WRITTEN PROBLEM 1: Using the walking account, explain why the walker chose the road inside the sea-wall.
WRITTEN PROBLEM 2: List the place names in the walking account, leaving out the inn.
WRITTEN PROBLEM 3: Carry the walking account forward from its last sentence.
>> Start PAGE
The New Inn, where the only viands were eggs and bacon, echoed hollow and empty to our footfall, and looked somewhat desolate. But we found in that grassy court-yard a spring of excellent water, which on a coast where good water is scarce gave us no little satisfaction.
Having no desire to see more of the saltmarsh, I resolved on continuing my walk by a road within the sea-wall.........to get as far as I could on the way to Cleethorpes by eventide.
The road soon led me into rural scenes, where the only signs of the sea are occasional glimpses of a shaggy sand-hill or of the distant level of the sea-wall: where you meet bright red carts, or black carts with bright red wheels, and wagons which exhibit on their yellow front three oval shields bearing the name and address of the owner and maker: where the rick-thatch is kept from blowing away by a number of cords thrown across weighted at each end with a brick, and the stacks look curious with a row of bricks dangling on each side; and where rustic damsels shout to the loiterer of their party, "Naw then, ur ye coomin' hoam? ye silly-lookin' mawkin."
So to North Somercotes, where "ye want to goo by that guide-post, and thruff the ma'shes by the fut-road," informed me at once as to the route to Grainthorpe, and as to a way of pronouncing through which I had never before heard. "Thruff the ma'shes," for through the marshes, might make once fancy that Anglo-Saxon churls are not yet extinct.
>> End PAGE
>> Start STORED RECORDS
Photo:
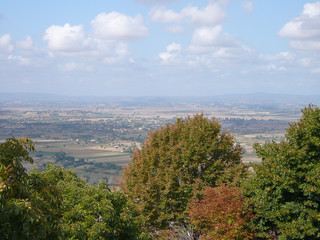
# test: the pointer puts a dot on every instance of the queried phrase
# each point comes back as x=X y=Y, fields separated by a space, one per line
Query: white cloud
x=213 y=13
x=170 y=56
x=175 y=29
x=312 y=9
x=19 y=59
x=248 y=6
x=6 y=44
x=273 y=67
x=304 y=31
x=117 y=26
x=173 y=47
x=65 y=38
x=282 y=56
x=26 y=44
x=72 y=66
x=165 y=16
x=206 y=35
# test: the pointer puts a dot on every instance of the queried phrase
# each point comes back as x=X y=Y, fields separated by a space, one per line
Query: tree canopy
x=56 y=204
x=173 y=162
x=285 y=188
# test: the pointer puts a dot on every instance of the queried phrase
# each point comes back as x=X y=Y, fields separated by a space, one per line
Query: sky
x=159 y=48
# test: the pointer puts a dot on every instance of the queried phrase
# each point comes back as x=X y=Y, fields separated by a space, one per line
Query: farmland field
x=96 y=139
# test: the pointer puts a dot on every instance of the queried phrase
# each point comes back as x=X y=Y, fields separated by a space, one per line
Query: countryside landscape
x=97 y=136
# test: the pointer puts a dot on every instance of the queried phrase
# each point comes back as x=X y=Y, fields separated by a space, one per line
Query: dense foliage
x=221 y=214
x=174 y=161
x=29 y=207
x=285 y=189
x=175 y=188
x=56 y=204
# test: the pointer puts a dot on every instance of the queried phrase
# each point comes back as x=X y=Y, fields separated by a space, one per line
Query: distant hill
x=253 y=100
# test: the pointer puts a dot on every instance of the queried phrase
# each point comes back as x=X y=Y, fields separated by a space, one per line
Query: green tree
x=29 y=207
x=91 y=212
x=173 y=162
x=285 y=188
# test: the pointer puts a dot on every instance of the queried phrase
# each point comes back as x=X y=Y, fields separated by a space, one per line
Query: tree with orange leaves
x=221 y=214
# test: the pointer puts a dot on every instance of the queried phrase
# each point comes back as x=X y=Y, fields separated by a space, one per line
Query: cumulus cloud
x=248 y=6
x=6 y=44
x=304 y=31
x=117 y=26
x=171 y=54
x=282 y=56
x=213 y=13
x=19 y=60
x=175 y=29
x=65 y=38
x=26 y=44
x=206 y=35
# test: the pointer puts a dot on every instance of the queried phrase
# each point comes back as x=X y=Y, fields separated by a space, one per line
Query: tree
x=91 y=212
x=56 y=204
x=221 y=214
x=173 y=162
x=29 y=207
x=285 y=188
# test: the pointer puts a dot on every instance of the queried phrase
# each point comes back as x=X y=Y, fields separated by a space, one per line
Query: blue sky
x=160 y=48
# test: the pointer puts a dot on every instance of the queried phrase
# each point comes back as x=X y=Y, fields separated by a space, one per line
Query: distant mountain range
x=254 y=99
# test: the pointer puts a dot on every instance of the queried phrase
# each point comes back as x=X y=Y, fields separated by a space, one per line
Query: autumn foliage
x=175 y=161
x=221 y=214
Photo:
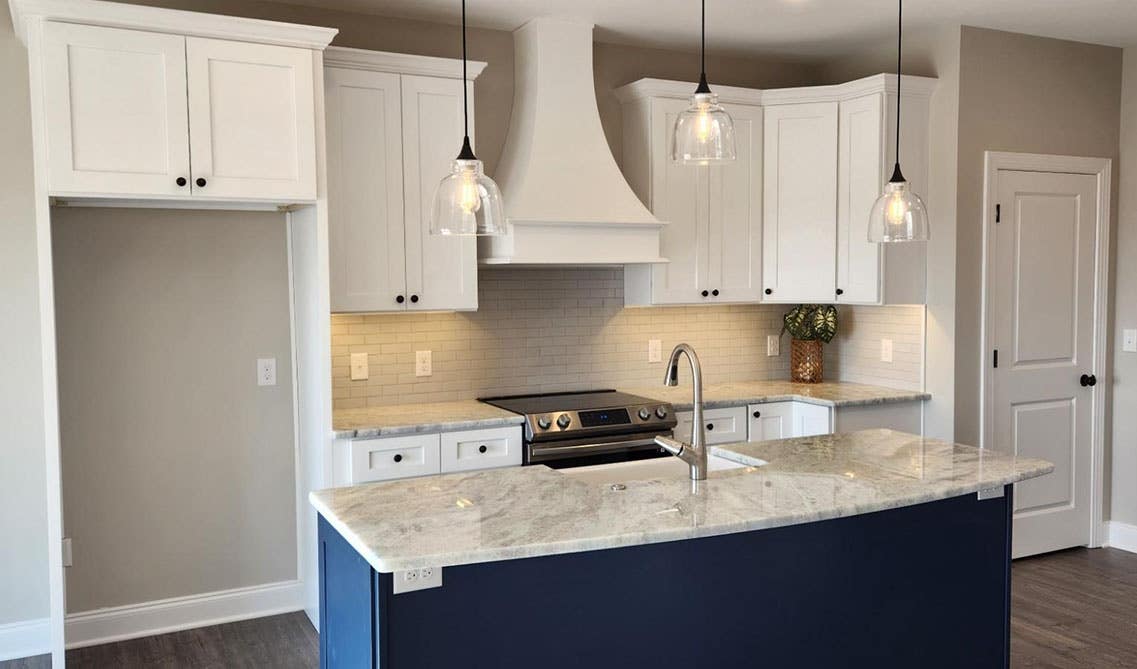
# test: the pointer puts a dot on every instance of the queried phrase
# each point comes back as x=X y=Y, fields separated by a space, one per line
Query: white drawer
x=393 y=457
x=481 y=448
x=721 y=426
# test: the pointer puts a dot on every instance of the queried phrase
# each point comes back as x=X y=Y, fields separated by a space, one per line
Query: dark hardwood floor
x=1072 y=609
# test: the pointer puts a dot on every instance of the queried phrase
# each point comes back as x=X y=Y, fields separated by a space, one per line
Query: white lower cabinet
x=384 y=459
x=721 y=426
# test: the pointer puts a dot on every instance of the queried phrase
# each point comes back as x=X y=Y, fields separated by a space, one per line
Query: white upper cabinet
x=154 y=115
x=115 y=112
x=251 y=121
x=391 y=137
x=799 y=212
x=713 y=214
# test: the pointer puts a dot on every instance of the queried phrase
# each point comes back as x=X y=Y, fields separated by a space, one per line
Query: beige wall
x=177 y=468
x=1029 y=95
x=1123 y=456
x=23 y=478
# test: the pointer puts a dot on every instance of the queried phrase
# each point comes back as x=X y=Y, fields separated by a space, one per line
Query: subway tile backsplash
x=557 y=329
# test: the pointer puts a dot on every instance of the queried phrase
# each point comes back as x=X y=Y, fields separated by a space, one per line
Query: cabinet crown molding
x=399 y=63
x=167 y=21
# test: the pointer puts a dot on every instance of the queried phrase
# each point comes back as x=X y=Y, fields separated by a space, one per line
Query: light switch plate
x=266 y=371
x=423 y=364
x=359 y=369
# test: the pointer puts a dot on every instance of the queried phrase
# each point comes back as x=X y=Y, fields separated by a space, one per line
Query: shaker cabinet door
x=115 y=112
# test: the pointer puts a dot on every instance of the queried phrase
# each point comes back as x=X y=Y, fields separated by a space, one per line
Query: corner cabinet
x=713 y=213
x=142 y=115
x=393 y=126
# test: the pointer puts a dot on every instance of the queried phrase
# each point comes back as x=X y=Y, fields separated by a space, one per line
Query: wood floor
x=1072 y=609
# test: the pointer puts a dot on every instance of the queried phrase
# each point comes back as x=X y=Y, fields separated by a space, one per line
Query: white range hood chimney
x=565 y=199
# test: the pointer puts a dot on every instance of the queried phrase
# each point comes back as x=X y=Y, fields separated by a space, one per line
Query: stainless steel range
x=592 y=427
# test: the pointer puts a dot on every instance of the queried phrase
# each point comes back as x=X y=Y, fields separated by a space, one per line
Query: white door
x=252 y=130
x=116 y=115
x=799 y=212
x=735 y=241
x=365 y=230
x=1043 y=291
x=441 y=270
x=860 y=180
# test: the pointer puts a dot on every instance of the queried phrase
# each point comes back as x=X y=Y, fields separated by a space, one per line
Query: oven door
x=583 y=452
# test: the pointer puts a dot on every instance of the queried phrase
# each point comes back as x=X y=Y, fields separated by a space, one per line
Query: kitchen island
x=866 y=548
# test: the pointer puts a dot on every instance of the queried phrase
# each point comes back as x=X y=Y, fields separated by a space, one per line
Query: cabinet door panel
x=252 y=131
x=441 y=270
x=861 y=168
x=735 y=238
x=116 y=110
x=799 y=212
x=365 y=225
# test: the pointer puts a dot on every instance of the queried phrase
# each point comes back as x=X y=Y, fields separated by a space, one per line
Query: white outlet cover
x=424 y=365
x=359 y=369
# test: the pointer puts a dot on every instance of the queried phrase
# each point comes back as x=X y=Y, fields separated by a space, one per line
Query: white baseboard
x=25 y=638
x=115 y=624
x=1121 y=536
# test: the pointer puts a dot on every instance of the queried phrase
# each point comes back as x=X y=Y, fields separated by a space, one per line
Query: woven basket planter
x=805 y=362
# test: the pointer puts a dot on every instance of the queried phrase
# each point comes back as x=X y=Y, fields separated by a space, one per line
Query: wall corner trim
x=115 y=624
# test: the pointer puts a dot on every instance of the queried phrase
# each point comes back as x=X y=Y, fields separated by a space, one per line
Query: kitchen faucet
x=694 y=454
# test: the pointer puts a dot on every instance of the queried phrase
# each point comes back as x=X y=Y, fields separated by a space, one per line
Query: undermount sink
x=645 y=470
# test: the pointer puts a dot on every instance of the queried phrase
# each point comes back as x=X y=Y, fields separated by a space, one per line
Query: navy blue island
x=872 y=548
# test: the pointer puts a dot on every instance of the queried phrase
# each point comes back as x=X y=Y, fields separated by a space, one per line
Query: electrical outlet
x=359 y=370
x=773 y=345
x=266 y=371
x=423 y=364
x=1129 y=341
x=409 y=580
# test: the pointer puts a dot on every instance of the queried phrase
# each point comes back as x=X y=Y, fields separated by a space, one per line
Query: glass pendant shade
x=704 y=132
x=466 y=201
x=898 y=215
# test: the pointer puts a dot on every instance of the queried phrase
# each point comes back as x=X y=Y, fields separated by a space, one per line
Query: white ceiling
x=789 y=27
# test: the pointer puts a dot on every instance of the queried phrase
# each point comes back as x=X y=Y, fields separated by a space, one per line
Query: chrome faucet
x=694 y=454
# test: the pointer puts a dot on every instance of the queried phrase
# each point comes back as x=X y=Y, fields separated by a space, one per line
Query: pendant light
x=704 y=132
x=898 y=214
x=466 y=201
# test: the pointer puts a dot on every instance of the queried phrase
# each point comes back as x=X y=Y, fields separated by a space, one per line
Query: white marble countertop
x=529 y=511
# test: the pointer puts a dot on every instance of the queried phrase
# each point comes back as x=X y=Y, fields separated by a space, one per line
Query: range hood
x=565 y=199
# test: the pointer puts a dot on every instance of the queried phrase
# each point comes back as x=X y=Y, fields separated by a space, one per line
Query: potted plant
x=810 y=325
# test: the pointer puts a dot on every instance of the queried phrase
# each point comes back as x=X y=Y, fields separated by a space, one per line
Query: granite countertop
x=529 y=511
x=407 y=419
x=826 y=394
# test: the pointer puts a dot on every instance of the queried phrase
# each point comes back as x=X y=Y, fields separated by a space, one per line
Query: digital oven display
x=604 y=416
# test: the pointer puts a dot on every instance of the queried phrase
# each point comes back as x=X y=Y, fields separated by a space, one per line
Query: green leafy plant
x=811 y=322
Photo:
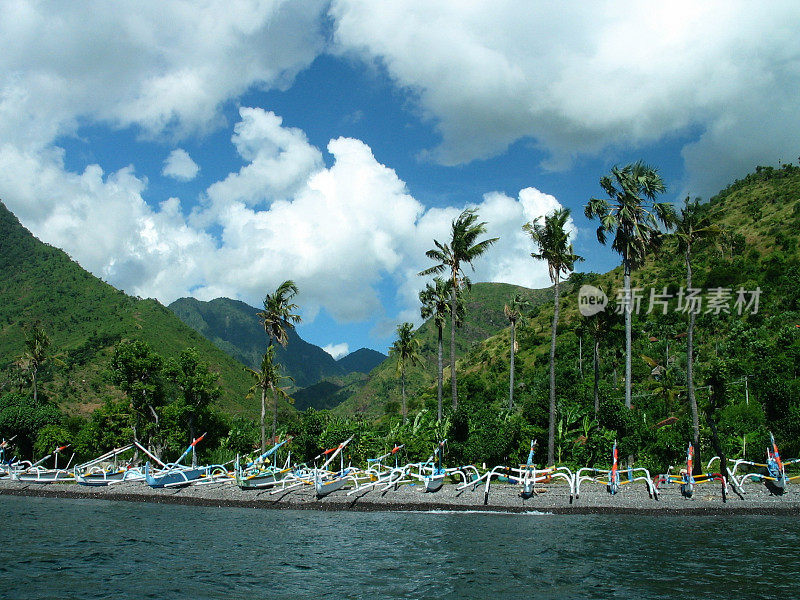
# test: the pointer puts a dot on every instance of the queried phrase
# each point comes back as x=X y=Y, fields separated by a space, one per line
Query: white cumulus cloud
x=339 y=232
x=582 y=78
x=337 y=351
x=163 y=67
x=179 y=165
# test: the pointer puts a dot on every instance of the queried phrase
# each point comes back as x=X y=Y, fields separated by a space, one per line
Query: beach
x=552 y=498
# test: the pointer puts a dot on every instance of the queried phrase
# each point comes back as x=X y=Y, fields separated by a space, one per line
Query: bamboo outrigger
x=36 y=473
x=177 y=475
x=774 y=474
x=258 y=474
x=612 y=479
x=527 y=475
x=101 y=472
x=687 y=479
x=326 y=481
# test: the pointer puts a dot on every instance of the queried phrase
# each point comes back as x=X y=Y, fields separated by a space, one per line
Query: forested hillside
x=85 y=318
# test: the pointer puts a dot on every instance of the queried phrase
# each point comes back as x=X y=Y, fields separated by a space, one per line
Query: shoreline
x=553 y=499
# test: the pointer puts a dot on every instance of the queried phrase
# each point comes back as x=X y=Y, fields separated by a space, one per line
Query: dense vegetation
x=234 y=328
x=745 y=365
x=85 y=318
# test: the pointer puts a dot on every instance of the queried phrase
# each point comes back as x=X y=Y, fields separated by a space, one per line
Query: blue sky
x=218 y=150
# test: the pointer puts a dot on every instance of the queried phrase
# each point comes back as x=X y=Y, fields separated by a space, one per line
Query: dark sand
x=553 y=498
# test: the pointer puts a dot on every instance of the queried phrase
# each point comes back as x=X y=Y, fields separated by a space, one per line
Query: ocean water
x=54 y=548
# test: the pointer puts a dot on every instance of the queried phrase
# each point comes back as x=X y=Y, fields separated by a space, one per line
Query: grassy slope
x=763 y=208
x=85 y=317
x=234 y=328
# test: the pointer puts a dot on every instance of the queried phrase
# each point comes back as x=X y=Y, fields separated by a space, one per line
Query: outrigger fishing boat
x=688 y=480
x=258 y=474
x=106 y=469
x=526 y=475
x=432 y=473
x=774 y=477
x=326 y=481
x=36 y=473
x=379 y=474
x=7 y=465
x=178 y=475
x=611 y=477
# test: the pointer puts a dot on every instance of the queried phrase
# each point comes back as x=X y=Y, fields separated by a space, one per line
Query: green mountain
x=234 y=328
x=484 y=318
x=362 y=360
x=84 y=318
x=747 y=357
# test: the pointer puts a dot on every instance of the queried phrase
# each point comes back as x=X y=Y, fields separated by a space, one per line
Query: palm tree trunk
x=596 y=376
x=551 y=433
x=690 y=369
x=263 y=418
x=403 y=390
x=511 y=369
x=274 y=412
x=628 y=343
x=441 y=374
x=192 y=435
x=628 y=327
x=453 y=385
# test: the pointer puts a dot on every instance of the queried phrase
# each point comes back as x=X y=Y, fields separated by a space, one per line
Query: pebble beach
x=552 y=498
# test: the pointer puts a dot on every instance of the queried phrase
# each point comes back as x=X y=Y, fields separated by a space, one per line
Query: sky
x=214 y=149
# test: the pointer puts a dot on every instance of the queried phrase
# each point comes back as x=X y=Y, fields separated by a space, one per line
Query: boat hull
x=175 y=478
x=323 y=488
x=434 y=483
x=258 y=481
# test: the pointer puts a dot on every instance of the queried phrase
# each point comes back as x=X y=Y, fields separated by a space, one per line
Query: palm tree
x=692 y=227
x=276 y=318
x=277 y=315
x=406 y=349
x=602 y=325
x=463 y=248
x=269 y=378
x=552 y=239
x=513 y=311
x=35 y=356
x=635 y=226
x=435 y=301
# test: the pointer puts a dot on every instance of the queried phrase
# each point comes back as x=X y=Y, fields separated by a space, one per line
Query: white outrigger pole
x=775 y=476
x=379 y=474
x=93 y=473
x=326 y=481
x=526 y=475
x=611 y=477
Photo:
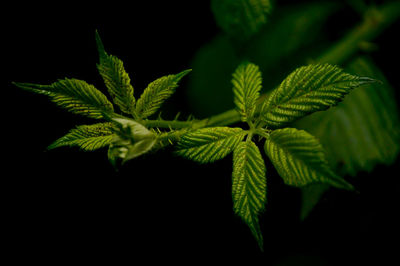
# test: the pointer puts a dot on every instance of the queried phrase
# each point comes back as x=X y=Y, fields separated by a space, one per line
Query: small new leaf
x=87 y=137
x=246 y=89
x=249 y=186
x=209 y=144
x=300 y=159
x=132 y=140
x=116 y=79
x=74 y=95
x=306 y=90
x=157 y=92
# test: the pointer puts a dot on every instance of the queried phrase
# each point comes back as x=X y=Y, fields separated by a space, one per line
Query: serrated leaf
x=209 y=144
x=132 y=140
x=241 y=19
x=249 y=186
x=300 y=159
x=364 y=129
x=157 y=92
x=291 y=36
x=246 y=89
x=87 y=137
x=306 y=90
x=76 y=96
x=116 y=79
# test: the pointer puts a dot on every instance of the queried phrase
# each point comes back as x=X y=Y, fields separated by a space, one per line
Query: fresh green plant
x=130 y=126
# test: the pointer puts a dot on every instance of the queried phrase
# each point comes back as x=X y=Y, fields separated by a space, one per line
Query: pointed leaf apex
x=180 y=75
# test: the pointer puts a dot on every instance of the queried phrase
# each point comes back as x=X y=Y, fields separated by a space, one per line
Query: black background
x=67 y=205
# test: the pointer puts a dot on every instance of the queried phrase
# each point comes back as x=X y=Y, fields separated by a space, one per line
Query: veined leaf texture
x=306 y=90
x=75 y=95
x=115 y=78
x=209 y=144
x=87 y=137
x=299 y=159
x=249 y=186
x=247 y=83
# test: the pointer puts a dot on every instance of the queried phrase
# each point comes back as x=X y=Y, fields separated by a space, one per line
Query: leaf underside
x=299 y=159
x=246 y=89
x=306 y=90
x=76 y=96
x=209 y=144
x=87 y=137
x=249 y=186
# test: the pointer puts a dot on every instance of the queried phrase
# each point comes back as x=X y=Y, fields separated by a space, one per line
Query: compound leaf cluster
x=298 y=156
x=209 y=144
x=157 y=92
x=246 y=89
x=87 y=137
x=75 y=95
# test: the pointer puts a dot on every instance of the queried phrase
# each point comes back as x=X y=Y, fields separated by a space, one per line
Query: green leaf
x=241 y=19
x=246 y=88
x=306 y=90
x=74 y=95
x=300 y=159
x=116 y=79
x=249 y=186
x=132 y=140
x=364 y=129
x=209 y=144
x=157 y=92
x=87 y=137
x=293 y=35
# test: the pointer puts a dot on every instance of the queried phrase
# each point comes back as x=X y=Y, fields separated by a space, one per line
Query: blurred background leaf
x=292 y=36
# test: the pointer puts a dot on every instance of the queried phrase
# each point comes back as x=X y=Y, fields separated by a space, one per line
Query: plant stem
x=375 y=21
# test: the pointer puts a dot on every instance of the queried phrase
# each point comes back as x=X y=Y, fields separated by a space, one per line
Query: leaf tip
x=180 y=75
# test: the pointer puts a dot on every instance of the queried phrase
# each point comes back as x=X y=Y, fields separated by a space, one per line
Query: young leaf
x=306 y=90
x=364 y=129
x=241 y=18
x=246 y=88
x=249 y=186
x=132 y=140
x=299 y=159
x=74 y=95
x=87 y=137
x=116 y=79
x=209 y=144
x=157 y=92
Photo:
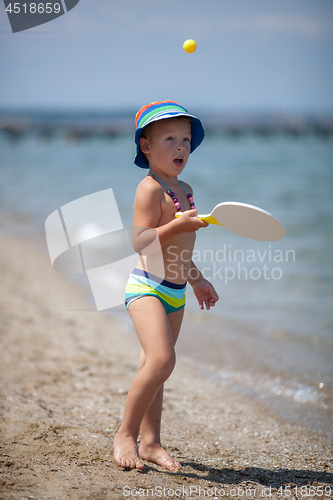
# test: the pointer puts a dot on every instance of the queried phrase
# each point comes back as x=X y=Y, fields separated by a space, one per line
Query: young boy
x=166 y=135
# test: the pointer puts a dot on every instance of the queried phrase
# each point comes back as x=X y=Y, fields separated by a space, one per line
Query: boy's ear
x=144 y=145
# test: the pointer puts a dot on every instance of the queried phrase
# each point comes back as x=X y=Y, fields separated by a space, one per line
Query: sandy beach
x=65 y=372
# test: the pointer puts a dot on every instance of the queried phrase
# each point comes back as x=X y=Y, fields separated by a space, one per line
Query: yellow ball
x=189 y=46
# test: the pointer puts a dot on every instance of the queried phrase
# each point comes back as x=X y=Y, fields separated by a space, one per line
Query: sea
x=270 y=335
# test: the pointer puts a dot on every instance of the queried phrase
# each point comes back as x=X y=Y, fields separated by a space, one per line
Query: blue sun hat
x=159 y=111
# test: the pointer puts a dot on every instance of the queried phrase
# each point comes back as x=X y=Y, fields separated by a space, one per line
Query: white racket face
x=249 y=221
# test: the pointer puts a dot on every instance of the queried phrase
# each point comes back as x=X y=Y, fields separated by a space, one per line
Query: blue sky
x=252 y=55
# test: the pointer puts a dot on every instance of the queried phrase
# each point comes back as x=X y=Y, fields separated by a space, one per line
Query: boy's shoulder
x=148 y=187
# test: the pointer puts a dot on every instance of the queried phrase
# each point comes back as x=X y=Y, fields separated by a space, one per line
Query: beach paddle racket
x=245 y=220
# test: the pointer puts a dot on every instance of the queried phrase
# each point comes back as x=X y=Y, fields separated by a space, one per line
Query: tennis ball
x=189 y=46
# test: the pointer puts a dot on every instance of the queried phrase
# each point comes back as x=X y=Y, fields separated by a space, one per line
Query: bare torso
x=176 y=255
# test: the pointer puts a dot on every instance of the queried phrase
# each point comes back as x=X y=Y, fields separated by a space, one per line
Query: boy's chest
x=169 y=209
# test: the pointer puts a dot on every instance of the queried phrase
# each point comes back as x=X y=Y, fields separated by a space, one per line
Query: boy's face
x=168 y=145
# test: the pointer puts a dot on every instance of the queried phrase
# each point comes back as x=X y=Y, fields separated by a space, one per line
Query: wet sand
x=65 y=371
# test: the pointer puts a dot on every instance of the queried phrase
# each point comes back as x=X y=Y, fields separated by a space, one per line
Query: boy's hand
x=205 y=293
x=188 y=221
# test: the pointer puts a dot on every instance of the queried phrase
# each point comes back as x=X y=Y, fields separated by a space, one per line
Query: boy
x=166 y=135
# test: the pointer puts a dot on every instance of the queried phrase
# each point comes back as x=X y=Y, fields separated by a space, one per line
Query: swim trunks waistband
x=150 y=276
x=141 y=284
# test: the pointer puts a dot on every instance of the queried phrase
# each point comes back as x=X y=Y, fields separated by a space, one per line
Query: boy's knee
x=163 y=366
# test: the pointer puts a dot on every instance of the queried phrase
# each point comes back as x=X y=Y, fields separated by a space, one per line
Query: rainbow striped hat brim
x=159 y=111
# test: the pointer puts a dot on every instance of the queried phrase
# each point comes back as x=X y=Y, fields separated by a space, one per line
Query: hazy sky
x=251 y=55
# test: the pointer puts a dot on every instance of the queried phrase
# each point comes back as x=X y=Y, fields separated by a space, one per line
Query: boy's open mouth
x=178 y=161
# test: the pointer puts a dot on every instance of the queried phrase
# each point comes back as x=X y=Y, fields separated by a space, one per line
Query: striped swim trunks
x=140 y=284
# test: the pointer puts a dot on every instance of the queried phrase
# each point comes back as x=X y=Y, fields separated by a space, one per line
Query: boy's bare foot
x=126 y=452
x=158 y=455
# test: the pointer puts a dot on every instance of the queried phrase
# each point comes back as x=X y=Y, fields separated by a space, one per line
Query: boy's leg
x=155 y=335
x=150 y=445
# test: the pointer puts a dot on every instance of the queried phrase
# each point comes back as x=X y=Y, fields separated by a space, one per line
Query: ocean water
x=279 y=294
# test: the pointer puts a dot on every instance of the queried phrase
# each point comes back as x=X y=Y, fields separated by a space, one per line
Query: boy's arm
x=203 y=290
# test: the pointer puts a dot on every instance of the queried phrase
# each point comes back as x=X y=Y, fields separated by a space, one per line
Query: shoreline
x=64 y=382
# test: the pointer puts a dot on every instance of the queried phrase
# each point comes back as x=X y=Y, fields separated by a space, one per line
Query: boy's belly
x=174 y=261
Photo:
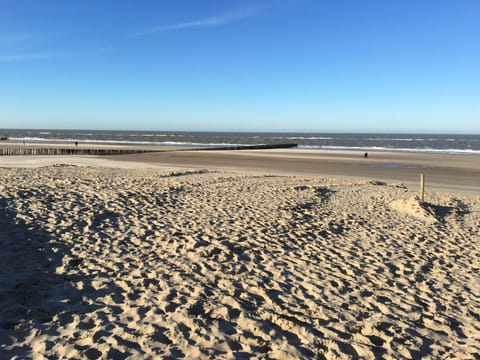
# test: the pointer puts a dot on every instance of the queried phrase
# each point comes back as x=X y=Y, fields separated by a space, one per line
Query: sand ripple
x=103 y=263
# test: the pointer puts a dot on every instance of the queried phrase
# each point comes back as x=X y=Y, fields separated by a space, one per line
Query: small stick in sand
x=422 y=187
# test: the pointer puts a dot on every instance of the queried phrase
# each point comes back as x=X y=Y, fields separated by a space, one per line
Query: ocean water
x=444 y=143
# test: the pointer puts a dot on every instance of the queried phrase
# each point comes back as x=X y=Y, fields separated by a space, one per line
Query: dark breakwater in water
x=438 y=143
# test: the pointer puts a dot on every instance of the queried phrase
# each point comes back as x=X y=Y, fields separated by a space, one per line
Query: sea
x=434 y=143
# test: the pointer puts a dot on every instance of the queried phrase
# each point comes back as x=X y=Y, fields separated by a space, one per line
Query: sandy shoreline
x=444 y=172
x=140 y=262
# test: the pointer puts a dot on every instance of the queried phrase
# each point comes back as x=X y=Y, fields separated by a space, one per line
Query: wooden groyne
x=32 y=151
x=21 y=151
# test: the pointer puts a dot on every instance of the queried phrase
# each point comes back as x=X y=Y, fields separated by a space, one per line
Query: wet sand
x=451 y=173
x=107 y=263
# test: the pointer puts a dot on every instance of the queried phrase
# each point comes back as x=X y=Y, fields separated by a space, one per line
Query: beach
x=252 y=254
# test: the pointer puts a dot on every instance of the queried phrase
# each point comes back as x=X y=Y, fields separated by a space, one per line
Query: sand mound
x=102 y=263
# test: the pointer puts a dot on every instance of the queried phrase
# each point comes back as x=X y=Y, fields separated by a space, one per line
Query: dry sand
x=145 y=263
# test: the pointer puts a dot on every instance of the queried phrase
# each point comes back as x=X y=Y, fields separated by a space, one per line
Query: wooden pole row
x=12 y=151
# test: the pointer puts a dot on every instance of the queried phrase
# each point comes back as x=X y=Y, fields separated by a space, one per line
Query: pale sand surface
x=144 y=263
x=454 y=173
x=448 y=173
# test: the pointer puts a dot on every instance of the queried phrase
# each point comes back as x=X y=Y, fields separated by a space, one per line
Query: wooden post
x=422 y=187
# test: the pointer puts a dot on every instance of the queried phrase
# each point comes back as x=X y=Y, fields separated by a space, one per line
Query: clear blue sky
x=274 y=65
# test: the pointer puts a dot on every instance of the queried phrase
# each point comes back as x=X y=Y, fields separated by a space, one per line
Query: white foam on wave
>> End STORED RECORDS
EXPECTED OUTPUT 1: The walker had no wish to see more of the saltmarsh and wanted to get as far as possible toward Cleethorpes by evening.

EXPECTED OUTPUT 2: Cleethorpes, North Somercotes, Grainthorpe

EXPECTED OUTPUT 3:
From Grainthorpe onwards my view was spoiled by heavy driving rain, which made the landscape look very dreary, and prepared me to appreciate the kitchen fire of the Crown and Anchor at Tetney Lock, where I arrived wet and cold an hour before sunset. The house is one of half a dozen situate a mile from the haven on the canal by which Louth communicates with the sea, and is frequented by boatmen and rustics, in whose talk a curious stranger will discover evidence of nearness to Yorkshire, and somewhat of local peculiarity. To lie is to lig: "She'll lig there a month," said a tough old fellow, speaking of his boat, "now that I hev hugged all the coal mysen;" meaning that he had carried it ashore on his own back. .....................
The country hereabouts is parcelled into numerous small holdings, and population is pretty thickly sprinkled, and cottages extend so far along the road, that it is not easy to tell where one village ends and the other begins. Some of the company boasted that the best feeding land in all Lincolnshire lay between Saltfleet and Grimsby. ........... It gladdened me to hear how the party warmed with their talk, and to observe how thoroughly they appreciated the advantage of living in a district where "a man could do some good for hisself with a bit o' land, and happen pay for moor 'n half on't with his fust 'ear's crop." The good old times when every rood of ground maintained its man, could hardly have been better. "They wuzzent so good," answered one of the men to whom I addressed the remark," 't wuzzent so easy to get 'ur crops to markut in them owd times. There wuzzent no railway 'ithin four or five mile on us uz there is now."
Tetney Lock is two miles from a church. "At winter time," said the hostess, "a clergyman comes here and preaches in the watch-house."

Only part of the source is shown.